[Exercise task] Reproduce every entry in the listing without alteration.

[Input]
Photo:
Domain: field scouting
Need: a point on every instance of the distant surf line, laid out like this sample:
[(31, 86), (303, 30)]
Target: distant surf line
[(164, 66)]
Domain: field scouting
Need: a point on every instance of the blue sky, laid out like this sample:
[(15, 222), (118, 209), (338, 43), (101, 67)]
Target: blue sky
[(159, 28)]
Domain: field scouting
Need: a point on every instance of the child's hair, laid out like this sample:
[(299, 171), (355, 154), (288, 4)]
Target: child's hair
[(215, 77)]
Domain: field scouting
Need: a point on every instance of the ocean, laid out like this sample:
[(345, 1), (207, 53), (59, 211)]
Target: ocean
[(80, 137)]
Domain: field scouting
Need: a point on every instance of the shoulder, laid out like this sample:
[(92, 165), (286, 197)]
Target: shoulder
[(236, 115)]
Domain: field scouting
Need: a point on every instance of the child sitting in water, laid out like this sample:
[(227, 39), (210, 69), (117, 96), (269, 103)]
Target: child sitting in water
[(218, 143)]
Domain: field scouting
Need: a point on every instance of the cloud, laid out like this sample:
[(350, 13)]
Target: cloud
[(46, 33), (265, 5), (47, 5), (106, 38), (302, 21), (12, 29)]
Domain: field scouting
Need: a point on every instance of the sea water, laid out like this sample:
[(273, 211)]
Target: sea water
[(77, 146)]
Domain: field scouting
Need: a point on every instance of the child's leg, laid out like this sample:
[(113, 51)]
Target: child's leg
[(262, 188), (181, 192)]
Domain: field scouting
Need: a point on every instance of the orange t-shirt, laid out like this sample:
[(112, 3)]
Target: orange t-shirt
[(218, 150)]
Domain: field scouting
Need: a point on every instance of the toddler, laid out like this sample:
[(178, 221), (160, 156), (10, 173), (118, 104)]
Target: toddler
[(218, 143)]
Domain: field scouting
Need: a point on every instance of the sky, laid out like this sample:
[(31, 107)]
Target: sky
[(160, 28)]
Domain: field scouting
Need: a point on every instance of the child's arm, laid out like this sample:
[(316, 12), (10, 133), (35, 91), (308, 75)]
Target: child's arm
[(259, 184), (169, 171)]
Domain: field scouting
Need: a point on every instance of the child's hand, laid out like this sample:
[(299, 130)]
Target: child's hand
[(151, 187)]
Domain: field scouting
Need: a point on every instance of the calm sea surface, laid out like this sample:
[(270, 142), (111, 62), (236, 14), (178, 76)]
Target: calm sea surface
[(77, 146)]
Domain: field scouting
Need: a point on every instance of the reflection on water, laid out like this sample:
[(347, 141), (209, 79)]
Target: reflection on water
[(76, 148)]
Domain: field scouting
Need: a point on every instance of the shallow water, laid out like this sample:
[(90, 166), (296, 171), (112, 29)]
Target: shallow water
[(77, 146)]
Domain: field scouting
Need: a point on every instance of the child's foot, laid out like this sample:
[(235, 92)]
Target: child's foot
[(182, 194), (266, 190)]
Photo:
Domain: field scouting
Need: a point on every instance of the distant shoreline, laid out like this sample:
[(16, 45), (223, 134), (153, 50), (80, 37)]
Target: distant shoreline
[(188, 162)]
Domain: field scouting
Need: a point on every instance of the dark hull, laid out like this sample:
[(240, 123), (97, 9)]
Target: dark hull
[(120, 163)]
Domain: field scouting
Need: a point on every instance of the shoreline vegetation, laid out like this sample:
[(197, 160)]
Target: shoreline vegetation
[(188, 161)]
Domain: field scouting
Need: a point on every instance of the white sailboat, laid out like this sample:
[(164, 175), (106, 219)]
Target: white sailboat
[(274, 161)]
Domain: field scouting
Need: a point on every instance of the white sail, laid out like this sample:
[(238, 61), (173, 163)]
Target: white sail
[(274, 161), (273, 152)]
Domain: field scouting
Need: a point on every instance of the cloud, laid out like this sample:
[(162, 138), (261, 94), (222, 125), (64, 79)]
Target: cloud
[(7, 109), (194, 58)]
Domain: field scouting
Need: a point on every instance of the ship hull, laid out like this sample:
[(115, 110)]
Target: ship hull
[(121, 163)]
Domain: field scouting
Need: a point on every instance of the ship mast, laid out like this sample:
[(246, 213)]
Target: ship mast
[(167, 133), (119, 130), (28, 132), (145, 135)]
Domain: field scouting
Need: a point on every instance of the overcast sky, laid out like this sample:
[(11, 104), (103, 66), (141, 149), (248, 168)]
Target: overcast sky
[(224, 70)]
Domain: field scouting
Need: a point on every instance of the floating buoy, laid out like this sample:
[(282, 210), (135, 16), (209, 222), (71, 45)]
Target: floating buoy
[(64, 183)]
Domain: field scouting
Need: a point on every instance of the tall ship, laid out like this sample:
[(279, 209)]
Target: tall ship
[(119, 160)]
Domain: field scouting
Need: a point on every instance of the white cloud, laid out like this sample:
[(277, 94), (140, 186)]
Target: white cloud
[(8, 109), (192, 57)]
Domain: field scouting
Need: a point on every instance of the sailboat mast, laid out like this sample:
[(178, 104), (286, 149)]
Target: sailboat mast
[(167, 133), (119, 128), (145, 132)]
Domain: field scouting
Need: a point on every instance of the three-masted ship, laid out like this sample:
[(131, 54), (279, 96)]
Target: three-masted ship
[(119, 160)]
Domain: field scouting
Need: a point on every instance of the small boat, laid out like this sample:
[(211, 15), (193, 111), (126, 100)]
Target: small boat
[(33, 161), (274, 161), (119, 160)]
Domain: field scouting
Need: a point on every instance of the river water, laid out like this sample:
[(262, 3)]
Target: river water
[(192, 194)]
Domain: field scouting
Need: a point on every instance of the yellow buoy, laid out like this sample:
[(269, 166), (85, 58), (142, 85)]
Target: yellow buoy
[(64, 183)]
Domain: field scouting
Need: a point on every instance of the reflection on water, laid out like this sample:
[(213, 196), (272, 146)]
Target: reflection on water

[The output]
Photo:
Domain: field scouting
Need: a point on every instance of the distant surf line, laid out like this sample:
[(31, 86), (303, 30)]
Target: distant surf line
[(164, 66)]
Domain: field scouting
Need: a point on every instance of the blue sky, laid out like this sample:
[(15, 222), (118, 209), (338, 43), (101, 67)]
Target: blue sky
[(159, 28)]
Domain: field scouting
Need: a point on every instance of the child's hair, laid out like this sample:
[(299, 171), (355, 154), (288, 4)]
Target: child's hair
[(215, 77)]
Domain: field scouting
Need: a point on every instance of the ocean, laid out like this sample:
[(345, 1), (207, 53), (59, 211)]
Target: ocean
[(80, 137)]
Domain: field scouting
Need: a point on every instance of the shoulder, laid out like this sample:
[(92, 165), (286, 197)]
Target: shoulder
[(236, 115)]
Domain: field scouting
Need: a point on every instance of the child sitting in water, laid out like this sample:
[(227, 39), (210, 69), (117, 96), (269, 103)]
Target: child sitting in water
[(218, 143)]
Domain: field scouting
Need: a point on every instance of the cloud, laid out like this sample:
[(350, 13)]
Target: cloud
[(46, 33), (265, 5), (47, 5), (106, 38), (302, 21), (12, 29)]
Domain: field scouting
Need: a point on every instance of the sea water, laid out like this sample:
[(273, 211)]
Target: sea water
[(77, 146)]
Domain: field scouting
Need: a point on every instance of the child's leg, laid out like this sample:
[(113, 51)]
Target: child's leg
[(262, 188), (181, 192)]
Domain: field scouting
Need: a point on every instance of the orange t-shirt, laid out like this sample:
[(112, 3)]
Target: orange t-shirt
[(218, 150)]
Domain: field scouting
Need: a point on every instance of the toddler, laid out like this sample:
[(178, 221), (160, 156), (10, 173), (118, 104)]
Target: toddler
[(218, 143)]
Domain: field scouting
Need: a point on every instance of the sky, laid out like this sample:
[(31, 107)]
Target: sky
[(160, 28)]
Domain: field scouting
Need: a point on every instance of the child's arm, laid out like this sample:
[(316, 12), (10, 133), (35, 91), (308, 75)]
Target: child's arm
[(259, 184), (169, 171)]
Domain: field scouting
Need: a point on every instance of the child's hand, laid out like this sample:
[(299, 130)]
Target: child's hand
[(151, 187)]
Domain: field scouting
Need: a point on every instance of the calm sea surface, laid out like this sample:
[(270, 142), (111, 62), (236, 14), (178, 76)]
Target: calm sea surface
[(77, 146)]
Domain: field scouting
Need: a point on every instance of the reflection on water, laid out like this sample:
[(347, 141), (209, 79)]
Target: reflection on water
[(76, 148)]
Domain: field scouting
Need: a point on every instance of the shallow water, laid out like this sample:
[(90, 166), (296, 171), (112, 29)]
Target: shallow water
[(77, 146)]
Domain: field scouting
Need: a point on every instance of the child's foot, laid out like this sample:
[(235, 92)]
Target: child's foot
[(182, 194), (266, 190)]
Photo:
Domain: field scouting
Need: a point on every instance of the distant shoreline, laid out like this sample:
[(16, 45), (223, 134), (153, 50), (80, 37)]
Target: distant shoreline
[(188, 162)]
Domain: field scouting
Need: a point on every instance of the dark hull, laid out like this sample:
[(240, 123), (97, 9)]
Target: dark hull
[(120, 163)]
Domain: field scouting
Need: a point on every instance of the shoreline vegetation, laid out like this sample:
[(197, 160)]
Target: shoreline vegetation
[(188, 161)]
Domain: field scouting
Need: a point on every instance of the white sailboat, laid out like this sample:
[(164, 175), (106, 219)]
Target: white sailboat
[(274, 161)]
Domain: field scouting
Need: a point on every instance of the white sail, laid out like this sample:
[(238, 61), (173, 163)]
Target: white sail
[(274, 161), (273, 152)]
Domain: field scouting
Need: a point on every instance of the cloud, laid out like this sample:
[(162, 138), (261, 94), (222, 125), (64, 79)]
Target: cloud
[(7, 109), (194, 58)]
Domain: field scouting
Need: a point on every instance of the ship hull, laid out like this sample:
[(115, 110)]
Target: ship hull
[(121, 163)]
Domain: field scouting
Need: a point on every instance of the ship mast, laid out like this sample:
[(246, 213)]
Target: ship mast
[(167, 133), (119, 130), (28, 132), (145, 135)]
Domain: field scouting
Need: a point on every instance of the overcast sky, laid out like this sample:
[(11, 104), (103, 66), (141, 149), (248, 168)]
Target: overcast sky
[(224, 70)]
Domain: field scouting
Need: a point on every instance of the floating buoy, laid out like this sample:
[(282, 210), (135, 16), (209, 222), (71, 45)]
Target: floating buoy
[(64, 183)]
Domain: field scouting
Need: a point on every instance of the tall ship, laid out like this sample:
[(279, 209)]
Target: tall ship
[(119, 160)]
Domain: field scouting
Need: a point on every instance of the white cloud, laid out like this sample:
[(277, 94), (140, 186)]
Target: white cloud
[(8, 109), (192, 57)]
Domain: field scouting
Need: a point on every instance of the sailboat mast, laid out like this sample:
[(178, 104), (286, 149)]
Target: sailboat mast
[(167, 133), (119, 128), (145, 132)]
Domain: field scouting
Need: a point on every instance of the three-masted ship, laid out like this sample:
[(131, 54), (279, 96)]
Target: three-masted ship
[(119, 160)]
Domain: field scouting
Need: a point on every instance of the small boat, laid out like this sample:
[(211, 15), (193, 111), (126, 100)]
Target: small boat
[(33, 161), (274, 161), (119, 160)]
Domain: field scouting
Need: a point on every instance of the river water, laid out like this sample:
[(262, 3)]
Target: river water
[(192, 194)]
Domain: field scouting
Need: a point on every instance of the yellow buoy, laid out like this sample:
[(269, 166), (85, 58), (142, 85)]
Target: yellow buoy
[(64, 183)]
Domain: field scouting
Need: a point on every instance of the reflection on water, laid out like this sample:
[(213, 196), (272, 146)]
Target: reflection on water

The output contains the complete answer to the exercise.